Restate the data below word for word, keeping each line intact.

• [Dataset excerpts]

------------------------------------------------

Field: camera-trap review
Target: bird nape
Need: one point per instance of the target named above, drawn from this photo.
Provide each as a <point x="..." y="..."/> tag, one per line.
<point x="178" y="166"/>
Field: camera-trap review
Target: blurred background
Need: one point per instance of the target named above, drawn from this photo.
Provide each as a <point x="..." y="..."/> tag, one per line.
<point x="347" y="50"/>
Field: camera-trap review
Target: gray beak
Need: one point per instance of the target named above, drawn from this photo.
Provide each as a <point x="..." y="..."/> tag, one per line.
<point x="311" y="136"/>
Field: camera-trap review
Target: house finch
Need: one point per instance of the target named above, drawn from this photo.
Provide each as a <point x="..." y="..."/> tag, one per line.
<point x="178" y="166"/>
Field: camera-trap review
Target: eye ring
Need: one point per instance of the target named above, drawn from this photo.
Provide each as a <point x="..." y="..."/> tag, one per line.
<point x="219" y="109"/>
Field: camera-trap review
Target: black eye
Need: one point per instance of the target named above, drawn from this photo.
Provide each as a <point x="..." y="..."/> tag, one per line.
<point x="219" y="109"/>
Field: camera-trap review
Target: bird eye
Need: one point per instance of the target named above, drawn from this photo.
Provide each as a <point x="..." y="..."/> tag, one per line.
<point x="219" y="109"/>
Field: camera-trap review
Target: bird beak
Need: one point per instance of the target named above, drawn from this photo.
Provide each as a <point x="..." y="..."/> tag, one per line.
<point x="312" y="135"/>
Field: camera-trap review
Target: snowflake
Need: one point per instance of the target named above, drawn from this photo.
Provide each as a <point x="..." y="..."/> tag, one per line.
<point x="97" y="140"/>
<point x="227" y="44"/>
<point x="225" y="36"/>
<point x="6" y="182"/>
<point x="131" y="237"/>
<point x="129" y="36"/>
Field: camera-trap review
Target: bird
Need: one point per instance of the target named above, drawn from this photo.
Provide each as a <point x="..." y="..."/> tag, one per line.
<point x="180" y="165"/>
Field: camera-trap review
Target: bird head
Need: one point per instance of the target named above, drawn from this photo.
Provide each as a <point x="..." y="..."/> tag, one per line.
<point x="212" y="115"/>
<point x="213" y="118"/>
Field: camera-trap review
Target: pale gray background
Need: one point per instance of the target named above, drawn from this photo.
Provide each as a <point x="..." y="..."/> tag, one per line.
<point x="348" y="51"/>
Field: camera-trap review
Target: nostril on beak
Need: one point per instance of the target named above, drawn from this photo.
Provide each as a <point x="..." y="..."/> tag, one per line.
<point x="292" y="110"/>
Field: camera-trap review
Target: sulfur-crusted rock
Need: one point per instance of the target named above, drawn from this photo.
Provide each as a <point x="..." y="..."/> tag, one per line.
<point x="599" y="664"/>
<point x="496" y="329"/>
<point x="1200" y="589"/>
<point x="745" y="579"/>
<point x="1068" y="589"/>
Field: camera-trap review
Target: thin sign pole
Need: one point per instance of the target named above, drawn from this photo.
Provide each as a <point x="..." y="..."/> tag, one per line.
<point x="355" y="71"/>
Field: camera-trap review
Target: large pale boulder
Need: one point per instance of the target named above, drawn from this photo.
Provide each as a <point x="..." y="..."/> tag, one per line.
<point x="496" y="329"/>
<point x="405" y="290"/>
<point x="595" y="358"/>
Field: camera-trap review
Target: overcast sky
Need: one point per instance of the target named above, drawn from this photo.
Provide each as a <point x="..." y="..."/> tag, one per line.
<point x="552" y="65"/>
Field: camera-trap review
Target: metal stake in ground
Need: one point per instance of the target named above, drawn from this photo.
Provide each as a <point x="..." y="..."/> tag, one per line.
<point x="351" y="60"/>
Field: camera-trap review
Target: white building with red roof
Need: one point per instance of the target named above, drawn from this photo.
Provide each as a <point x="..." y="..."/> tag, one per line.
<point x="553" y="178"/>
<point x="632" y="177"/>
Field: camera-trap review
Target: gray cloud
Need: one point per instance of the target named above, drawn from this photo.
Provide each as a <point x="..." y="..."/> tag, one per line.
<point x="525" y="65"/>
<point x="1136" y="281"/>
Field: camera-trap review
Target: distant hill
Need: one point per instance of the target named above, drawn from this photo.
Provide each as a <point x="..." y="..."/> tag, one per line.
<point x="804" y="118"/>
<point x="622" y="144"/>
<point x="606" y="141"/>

------------------------------------------------

• [SOLUTION TO THIS TASK]
Field: camera-trap review
Target: bird nape
Need: one point per instance of the target named above, drawn from this photo.
Provide each as a <point x="..." y="..."/> tag, one per line.
<point x="178" y="166"/>
Field: camera-trap review
Target: blurred background
Need: one point per instance of the target named above, drawn from this photo.
Provide each as a <point x="..." y="..."/> tag, one per line.
<point x="347" y="50"/>
Field: camera-trap review
Target: gray beak
Need: one point per instance of the target named above, drawn from this photo.
Provide each as a <point x="..." y="..."/> tag, one per line.
<point x="311" y="136"/>
Field: camera-trap review
Target: house finch
Need: one point per instance of the target named above, drawn from this photo.
Provide each as a <point x="..." y="..."/> tag, one per line.
<point x="178" y="166"/>
Field: camera-trap review
Target: eye ring
Need: one point per instance of the target named above, drawn from this photo.
Provide each as a <point x="..." y="..."/> tag, one per line.
<point x="219" y="109"/>
Field: camera-trap review
Target: black eye
Need: one point per instance of the target named above, drawn from this photo.
Provide each as a <point x="..." y="..."/> tag, one per line.
<point x="219" y="109"/>
Field: camera-trap review
Target: bird eye
Need: one point per instance of the target named above, drawn from this photo.
Provide each as a <point x="..." y="..."/> tag, one per line.
<point x="219" y="109"/>
Field: camera-trap review
Target: bird beak
Need: one point per instance of the target named above, drawn from this photo.
Provide each as a <point x="..." y="..."/> tag, one per line.
<point x="312" y="135"/>
Field: camera-trap review
Target: snowflake
Need: one point per instance of the target named above, drawn from this photo.
Provide each as a <point x="..." y="..."/> tag, one per line.
<point x="97" y="140"/>
<point x="227" y="44"/>
<point x="225" y="36"/>
<point x="6" y="182"/>
<point x="131" y="237"/>
<point x="129" y="36"/>
Field: camera-trap review
Target: bird
Need: one point per instance of the target named above, drawn from this photo.
Provide each as a <point x="..." y="..."/> tag, one per line.
<point x="180" y="165"/>
Field: camera-trap review
Target: bird head
Need: one point per instance of the target named above, drawn from this photo.
Provide each as a <point x="..." y="..."/> tag, one per line.
<point x="212" y="115"/>
<point x="213" y="118"/>
Field: camera-trap review
Target: pale gray background
Need: one point per instance of the target named above, drawn from this photo.
Provide each as a <point x="..." y="..."/> tag, one per line.
<point x="348" y="51"/>
Field: camera-trap review
Target: nostril on beak
Need: one point per instance of the target named above, drawn from this photo.
Provide each as a <point x="..." y="..."/> tag, one per line.
<point x="292" y="110"/>
Field: camera-trap review
Target: sulfur-crusted rock
Need: one point per instance of the target named above, drawn from this photo.
Provide each as a <point x="..." y="..."/> tag, one per line.
<point x="599" y="664"/>
<point x="496" y="329"/>
<point x="1200" y="589"/>
<point x="745" y="579"/>
<point x="1068" y="589"/>
Field: camera-trap review
Target: thin sign pole
Need: one point per instance of the target named above, drawn from this photo.
Provide each as a <point x="..." y="..."/> tag, one per line.
<point x="355" y="71"/>
Field: camera-trap review
Target: large pale boulder
Need: one point per instance of the target named above, drawn from this photo.
Provide each as a <point x="..." y="..."/> tag, one per line.
<point x="496" y="329"/>
<point x="405" y="290"/>
<point x="595" y="358"/>
Field: camera-trap review
Target: overcast sky
Need: one point per instance of the target named above, drawn from this photo.
Provide each as a <point x="..." y="..."/> tag, one per line.
<point x="552" y="65"/>
Field: camera-trap review
Target: metal stake in ground
Need: one point per instance of the target named above, drawn from this photo.
Provide each as a <point x="..." y="..."/> tag, one per line.
<point x="351" y="60"/>
Field: camera-trap review
Target: white building with red roof
Need: one point per instance of the target named above, drawn from this photo.
Provide each as a <point x="..." y="..."/> tag, one per line.
<point x="553" y="178"/>
<point x="632" y="177"/>
Field: camera-trap review
Target: gray cloud
Need: one point per instance of the target named above, drawn from this photo.
Provide each as a <point x="..." y="..."/> tag, one per line.
<point x="525" y="65"/>
<point x="1136" y="281"/>
Field: camera-trap review
Target: distant hill
Need: one point per instance of the target named above, drawn from this photo.
Provide each as a <point x="..." y="..."/> tag, one per line.
<point x="804" y="118"/>
<point x="622" y="144"/>
<point x="606" y="141"/>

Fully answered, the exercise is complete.